_Excerpted text:_
Author: Felix Stalder --- Date: 12/02/96 --- Copyright: ThingReviews NYC

Digital Gardens - A World in Mutation

The Powerplant, Toronto

curated by Louise Dompierre

The question that the artists are invited to reflect on is, as the catalogue puts it--in which ways have new media altered our relationship to nature? The exhibition offers three distinct views across this discourse-burdened relationship.

The first one is focused on the influence of technology on nature while both systems are conceptualized as separate or are at least separable. One version of this is presented in the installation "Sowin’ Machine" by Montréal artist Doug Buis. The arrangement consists of some kind of low-tech electro-mechanical device that is suspended above a bed of soil. This machine drops seeds onto the ground where they start to grow (if they are watered by the friendly museum’s personnel). An interface placed out of sight in a different room seems to enable the visitor to control the sowing process by choosing the different seeds but, as the catalogue reveals, everything is completely predetermined, except some minor details such as the movement of the apparatus back and forth along the rails where it is suspended. This movement is influenced by the visitor’s presence in the room, interfaced through standard motion detectors.

This installation is, unfortunately, stuck somewhere in between two poles. One is a critical-fascinated view of machines, as presented by Jean Tinguely but without achieving his superb irony or dark beauty, the other is a more social- and process-oriented one, such as in the project Telegarden that actually allows people to control the planting and growing process in a real garden over the Internet, a project developed at the University of Southern California and on-line since June 1995.

The uncovered message of Buis’ middle position is that machines can be involved in initializing a natural process and that we can not always control the results.

The second position is the view of nature through media, questioning the way we perceive (a mediated) nature. In the series greenwork the Australian artist Rosemary Laing show the impact of the speed culture on the appearance of nature, glossy fuzzy green computer-altered photograph of the burgeoning jungle. The images play with the clash of the static and dynamic, rendering the static dynamic by accelerating the view on it and rendering the dynamic static by slowing down the view on it, as done in the second part of this series, where she presents time-lapsed photographs of the airstreams of jet planes, making the routes in the sky visible as faint, cloud-like traces.

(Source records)
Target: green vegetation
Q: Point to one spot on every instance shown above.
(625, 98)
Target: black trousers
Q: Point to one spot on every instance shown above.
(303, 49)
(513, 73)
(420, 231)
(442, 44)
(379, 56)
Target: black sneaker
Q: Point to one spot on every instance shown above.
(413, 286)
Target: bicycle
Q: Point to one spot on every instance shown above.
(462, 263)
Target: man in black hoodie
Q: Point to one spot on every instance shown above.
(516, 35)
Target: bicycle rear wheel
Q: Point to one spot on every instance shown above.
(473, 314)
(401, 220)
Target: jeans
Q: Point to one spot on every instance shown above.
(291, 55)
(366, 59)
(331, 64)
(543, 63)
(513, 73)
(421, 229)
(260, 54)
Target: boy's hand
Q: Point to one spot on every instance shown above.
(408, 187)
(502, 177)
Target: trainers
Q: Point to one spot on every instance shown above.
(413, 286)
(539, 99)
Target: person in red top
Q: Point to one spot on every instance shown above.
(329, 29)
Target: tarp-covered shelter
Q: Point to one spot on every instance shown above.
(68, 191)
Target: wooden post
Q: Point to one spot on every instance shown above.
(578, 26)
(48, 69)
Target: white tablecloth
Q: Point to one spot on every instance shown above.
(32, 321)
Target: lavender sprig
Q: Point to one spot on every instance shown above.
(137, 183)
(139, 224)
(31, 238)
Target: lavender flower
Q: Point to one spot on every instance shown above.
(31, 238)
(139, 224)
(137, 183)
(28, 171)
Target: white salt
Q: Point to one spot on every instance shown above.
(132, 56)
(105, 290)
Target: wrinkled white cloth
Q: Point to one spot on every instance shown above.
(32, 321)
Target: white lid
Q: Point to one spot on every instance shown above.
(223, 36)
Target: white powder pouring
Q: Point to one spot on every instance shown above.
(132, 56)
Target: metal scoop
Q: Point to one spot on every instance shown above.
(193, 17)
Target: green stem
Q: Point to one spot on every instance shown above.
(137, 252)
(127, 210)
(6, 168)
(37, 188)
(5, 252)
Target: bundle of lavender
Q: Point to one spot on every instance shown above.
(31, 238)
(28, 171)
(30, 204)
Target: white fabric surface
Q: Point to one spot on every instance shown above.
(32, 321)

_Work request A:_ In the exhibition review, what influences the back-and-forth movement of the apparatus in "Sowin' Machine"?
_Work request B:_ Name every artist mentioned in the exhibition review.
_Work request C:_ Extend the exhibition review, picking up right after its last sentence.

_Result A:_ The visitor's presence in the room, detected through standard motion detectors.

_Result B:_ Doug Buis, Jean Tinguely, Rosemary Laing

_Result C:_
Even though Laing’s work opens some classical questions of poststructural semiotics, the signifier being disconnected from signified forming a sphere of its own, her perspectives, as well as Buis’, draw upon a very conventional, actually modern concept of the relation between nature and technology, as two distinct spheres with distinct systemic logics that are linearly related. In the case of Buis it’s technology impacting nature, in case of Laing it’s technology mediating nature as something in between the viewer and the object. But in both cases the relation is a uni-directed, punctual, and both nature and technology are functionally closed systems--in short, these perspectives describe the same old mappings.

A different approach is pursued in the installation ‘Bird Song Cycle’ by the British artist Matt Collishaw, a very reduced close-circuit set up. Seven budgies are living in a large bird’s cage, flying and singing. Their sounds are captured by a microphone hanging from the ceiling of the cage and constantly replayed with a several seconds delay. The effect is that both sounds are constantly present, the actual and the recorded one, and the birds live under a constant feedback of their own activities, influencing their further singing which itself is played back again.

The media used in this piece is very old technology - a generic mic and two Revox reel tape recorders - but the set up creates a immediate experience of the direction of a more interrelated, non-linear connection between nature and media, how the blending of these two systems generates effects that are irreducible to any one of the systems. What one hears on the tape are the birds that can only be understood as under the constant influence of their own feedback, generating a peculiar atmosphere which defines their actual singing. This setting is redefined constantly and the outcome, the specific soundscape in the moment of the viewer’s presence, is the result of a processual relationship instead of a punctual one.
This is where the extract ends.